Copy each of the records below word for word, without changing a single line.
--- Input rows ---
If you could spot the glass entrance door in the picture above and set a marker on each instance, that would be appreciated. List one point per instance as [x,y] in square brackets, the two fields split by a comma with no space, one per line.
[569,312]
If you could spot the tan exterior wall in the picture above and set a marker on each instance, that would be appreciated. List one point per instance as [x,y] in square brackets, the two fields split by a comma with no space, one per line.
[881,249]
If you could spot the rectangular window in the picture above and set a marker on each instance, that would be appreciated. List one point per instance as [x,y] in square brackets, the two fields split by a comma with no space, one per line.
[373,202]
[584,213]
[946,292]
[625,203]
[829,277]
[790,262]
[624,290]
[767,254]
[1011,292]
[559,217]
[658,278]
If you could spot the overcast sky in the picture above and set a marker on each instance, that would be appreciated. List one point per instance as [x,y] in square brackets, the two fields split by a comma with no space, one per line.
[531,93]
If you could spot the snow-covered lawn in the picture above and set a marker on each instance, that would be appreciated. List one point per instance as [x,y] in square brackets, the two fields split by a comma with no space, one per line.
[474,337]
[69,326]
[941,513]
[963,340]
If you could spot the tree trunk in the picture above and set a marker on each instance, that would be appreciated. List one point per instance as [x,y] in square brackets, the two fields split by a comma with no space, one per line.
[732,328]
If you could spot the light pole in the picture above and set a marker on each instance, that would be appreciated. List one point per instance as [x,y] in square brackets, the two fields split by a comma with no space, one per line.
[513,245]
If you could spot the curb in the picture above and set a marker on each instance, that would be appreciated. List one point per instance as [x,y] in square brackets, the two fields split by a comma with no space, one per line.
---
Reply to the exercise:
If you could spot the glass entrance door in the picture above and set a marker on each instance, that would be appreciated. List one point per instance as [x,y] in square brackets, the two fields split by a comma with no space, one per line.
[569,312]
If you could spot the tan exterior wall in the picture above and set a marker on each instance, that would be appreciated. List one point per instance as [x,y] in square brackets, the two fields split by a comma with no space, one per line.
[881,249]
If you could spot the rectangular window in the picture above and set a marker on each instance, that would be appreciated. List one point per instance as [x,y] in square brackets, the two fields split by a comma with no space, one per line.
[373,202]
[584,213]
[946,292]
[625,203]
[829,277]
[790,262]
[624,290]
[767,254]
[1011,292]
[559,217]
[658,278]
If you could spot the overcast sky in the picture above and set a marker on each instance, that would be appreciated. List one point per instance as [x,y] in square brackets, the two fields split by a comma with no space, one per line.
[531,93]
If you could spot the snow-covered lawn in the picture above and set a marker on each instance, that would be appreciated. List one point per instance as [x,y] in square brackets, the two fields split by a comma with no space, one per line.
[474,337]
[69,326]
[941,513]
[963,340]
If you could spot the tree trunk in the picture above and set a marker on each instance, that would be appreciated. List one point per instance as [x,y] in square brackets, the two fields split by a comma with no space, one per line.
[732,328]
If you could spot the light pole in the picture above and set a marker on each instance, that would be appreciated. List one point per instance as [x,y] in square brackets, the two fields split by a comma with no space, one per line.
[513,245]
If you could spot the curb in the picture above and set a marker on each instance, that would be appreciated. List one point per instance as [x,y] in square brackets, the two fields split by a comma with no space, one per line.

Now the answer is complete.